Work instructions
In the records below, how many lines contain the string "surface"? Case matters. Reply with the number alone.

[START]

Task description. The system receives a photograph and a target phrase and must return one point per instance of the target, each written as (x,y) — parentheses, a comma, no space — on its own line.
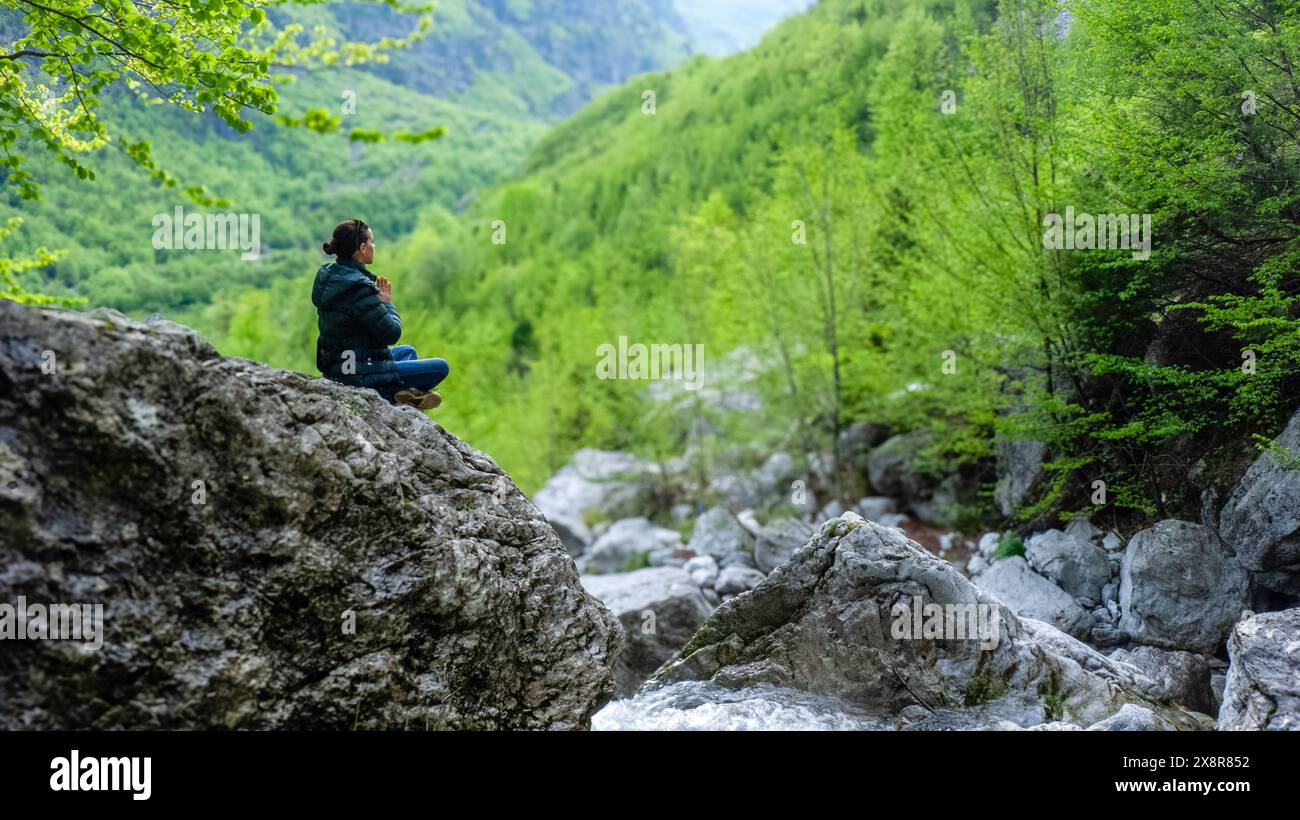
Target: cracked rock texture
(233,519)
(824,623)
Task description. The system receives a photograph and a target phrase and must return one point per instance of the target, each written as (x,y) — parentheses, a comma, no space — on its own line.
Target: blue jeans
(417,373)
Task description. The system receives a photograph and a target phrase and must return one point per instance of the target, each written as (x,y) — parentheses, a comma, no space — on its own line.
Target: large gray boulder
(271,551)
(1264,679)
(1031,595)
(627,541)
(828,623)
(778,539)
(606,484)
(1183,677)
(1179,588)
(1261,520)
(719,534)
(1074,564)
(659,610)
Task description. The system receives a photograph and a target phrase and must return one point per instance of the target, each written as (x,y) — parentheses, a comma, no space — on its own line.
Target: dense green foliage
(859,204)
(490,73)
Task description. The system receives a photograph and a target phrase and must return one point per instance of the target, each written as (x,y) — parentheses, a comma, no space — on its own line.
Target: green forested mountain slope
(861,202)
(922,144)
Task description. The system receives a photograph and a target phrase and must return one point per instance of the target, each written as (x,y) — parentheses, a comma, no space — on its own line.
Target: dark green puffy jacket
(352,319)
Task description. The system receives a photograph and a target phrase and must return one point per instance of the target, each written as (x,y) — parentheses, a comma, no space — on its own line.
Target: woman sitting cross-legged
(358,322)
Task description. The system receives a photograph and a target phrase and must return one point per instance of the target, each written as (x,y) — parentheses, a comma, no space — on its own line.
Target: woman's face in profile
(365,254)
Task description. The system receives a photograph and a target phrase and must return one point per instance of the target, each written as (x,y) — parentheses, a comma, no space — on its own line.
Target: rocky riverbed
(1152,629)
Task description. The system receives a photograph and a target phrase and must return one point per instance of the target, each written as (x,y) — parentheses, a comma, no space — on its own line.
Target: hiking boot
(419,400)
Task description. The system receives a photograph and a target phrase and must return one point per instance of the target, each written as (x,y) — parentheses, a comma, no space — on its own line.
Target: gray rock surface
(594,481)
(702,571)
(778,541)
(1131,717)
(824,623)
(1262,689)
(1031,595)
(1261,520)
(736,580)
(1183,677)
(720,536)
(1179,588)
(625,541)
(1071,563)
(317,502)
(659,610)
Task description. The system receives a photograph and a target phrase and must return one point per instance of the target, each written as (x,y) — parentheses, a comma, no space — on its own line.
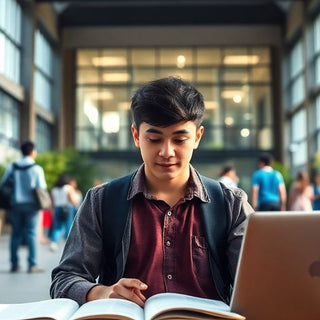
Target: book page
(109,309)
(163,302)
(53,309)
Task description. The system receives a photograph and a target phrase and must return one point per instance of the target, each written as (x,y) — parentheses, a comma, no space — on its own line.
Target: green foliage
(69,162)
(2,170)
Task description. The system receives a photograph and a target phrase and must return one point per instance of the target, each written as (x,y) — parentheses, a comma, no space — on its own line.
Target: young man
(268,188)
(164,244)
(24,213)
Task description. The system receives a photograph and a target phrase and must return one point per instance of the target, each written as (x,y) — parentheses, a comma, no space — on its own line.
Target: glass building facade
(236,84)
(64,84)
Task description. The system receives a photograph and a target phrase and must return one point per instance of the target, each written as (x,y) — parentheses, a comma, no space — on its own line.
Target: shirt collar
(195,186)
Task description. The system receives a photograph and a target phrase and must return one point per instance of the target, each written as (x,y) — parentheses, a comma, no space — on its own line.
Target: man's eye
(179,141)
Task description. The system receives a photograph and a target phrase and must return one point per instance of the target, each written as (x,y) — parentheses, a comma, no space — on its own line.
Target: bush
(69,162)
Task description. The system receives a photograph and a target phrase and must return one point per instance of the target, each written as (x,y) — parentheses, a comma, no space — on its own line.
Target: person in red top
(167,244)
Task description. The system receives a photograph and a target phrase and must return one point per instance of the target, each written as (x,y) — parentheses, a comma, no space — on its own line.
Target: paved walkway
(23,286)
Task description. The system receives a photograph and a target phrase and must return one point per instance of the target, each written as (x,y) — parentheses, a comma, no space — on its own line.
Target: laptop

[END]
[START]

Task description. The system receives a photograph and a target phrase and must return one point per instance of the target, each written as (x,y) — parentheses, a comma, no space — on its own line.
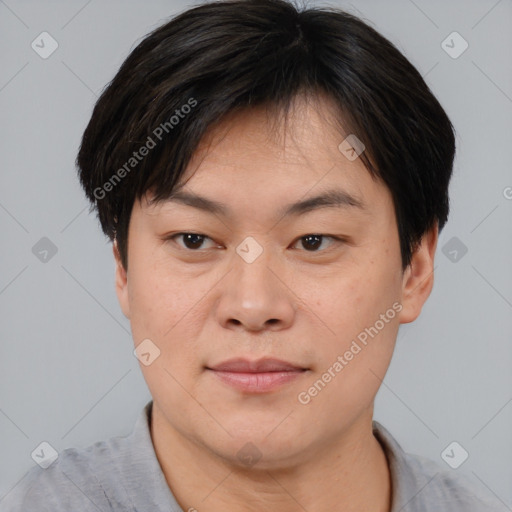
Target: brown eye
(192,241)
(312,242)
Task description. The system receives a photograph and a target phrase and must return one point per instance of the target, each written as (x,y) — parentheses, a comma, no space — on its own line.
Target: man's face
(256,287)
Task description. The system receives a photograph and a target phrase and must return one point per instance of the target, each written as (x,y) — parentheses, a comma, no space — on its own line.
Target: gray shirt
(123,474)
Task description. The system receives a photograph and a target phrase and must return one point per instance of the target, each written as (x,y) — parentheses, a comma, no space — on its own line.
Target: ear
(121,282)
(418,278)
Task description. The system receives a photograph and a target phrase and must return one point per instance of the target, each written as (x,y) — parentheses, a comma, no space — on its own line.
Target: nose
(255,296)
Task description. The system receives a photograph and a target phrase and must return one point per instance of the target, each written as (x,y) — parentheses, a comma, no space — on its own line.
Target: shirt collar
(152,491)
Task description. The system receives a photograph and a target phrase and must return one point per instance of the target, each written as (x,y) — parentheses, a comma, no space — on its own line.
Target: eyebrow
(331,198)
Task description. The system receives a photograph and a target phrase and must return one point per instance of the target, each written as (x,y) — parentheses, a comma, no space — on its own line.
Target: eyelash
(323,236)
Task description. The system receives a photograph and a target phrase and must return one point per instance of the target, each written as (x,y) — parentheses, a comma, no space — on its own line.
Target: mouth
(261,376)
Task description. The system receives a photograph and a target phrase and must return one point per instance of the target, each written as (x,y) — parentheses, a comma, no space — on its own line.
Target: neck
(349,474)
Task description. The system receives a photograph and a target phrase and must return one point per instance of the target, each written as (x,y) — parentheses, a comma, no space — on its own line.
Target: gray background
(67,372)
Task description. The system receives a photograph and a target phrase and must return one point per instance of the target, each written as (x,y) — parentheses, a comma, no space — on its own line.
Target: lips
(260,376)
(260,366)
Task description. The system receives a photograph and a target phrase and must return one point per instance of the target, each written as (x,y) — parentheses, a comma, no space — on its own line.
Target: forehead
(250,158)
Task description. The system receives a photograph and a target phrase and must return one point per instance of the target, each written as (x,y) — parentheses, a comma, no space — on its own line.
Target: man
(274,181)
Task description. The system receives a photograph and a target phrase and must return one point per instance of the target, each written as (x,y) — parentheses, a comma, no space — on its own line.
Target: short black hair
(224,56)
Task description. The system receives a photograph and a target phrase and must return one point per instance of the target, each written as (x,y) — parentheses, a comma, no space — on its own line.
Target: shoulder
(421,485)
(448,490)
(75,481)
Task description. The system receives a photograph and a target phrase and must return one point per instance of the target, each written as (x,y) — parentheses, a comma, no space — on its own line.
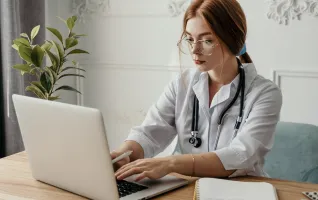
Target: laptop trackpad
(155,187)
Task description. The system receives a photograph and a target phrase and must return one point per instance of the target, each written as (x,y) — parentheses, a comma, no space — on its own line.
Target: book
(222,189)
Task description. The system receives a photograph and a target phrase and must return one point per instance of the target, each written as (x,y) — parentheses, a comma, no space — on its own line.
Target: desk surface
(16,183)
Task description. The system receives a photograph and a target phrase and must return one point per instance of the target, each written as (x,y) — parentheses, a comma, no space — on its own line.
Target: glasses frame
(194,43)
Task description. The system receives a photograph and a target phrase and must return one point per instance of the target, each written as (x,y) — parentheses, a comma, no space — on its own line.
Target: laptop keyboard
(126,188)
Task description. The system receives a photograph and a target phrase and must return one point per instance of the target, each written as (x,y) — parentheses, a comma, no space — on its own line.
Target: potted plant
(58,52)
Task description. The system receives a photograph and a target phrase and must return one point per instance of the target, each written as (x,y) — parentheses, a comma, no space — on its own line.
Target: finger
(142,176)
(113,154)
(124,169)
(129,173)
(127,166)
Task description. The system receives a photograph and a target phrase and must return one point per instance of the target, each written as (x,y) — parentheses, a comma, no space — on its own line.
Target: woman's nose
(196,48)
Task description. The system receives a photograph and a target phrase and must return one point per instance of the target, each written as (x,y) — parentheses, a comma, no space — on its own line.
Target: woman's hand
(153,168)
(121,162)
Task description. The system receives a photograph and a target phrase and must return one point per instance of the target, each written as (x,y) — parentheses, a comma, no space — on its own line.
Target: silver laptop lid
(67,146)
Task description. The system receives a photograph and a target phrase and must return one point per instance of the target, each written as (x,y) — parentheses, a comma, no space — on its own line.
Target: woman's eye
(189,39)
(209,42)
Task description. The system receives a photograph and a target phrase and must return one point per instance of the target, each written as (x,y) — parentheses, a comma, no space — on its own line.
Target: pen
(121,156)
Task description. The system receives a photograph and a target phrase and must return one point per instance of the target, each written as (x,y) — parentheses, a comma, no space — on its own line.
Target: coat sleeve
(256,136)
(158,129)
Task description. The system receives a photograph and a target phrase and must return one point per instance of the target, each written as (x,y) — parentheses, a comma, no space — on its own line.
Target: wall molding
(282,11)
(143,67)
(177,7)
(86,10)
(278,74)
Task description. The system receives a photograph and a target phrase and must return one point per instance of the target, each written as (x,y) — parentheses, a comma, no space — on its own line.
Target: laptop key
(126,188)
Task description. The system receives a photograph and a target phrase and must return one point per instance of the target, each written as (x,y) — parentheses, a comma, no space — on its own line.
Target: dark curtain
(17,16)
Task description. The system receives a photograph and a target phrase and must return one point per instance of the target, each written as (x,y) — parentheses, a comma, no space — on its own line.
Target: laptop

[END]
[START]

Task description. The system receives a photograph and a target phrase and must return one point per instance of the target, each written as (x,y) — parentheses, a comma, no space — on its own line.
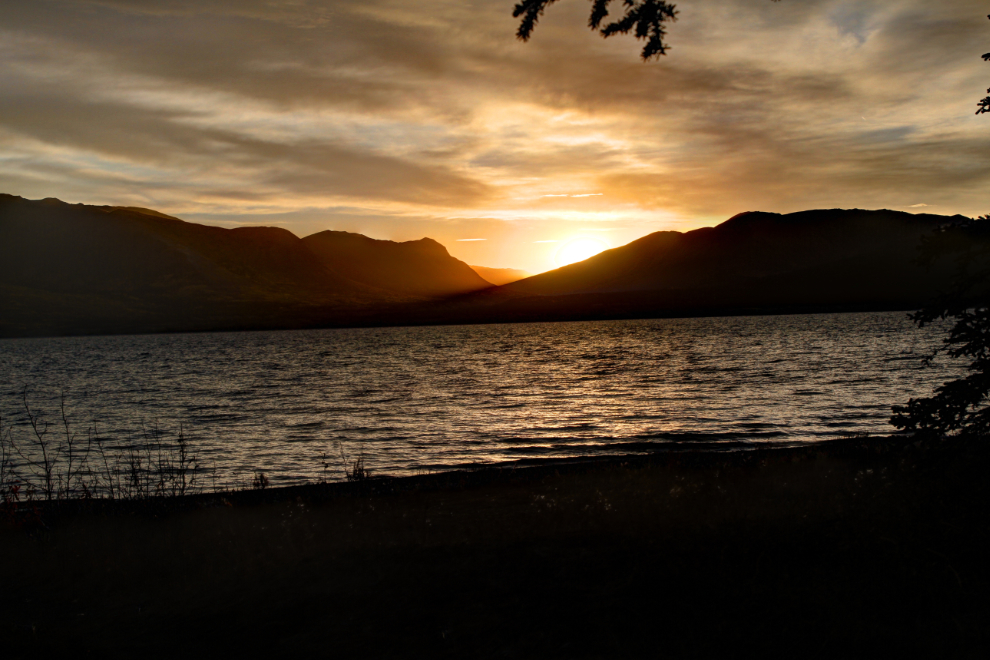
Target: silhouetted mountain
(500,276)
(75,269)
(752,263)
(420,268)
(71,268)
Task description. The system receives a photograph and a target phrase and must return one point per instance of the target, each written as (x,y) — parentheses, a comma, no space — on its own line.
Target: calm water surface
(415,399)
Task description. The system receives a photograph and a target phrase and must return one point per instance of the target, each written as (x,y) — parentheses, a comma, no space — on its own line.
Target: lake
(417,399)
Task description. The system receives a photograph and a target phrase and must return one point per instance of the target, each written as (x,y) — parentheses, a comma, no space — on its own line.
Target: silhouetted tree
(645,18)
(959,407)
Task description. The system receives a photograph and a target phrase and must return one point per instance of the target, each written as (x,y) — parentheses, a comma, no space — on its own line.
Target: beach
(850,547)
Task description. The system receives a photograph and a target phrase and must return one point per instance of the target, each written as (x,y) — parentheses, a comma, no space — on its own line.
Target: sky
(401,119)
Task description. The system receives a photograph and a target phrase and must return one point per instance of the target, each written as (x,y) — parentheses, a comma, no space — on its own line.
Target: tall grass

[END]

The answer
3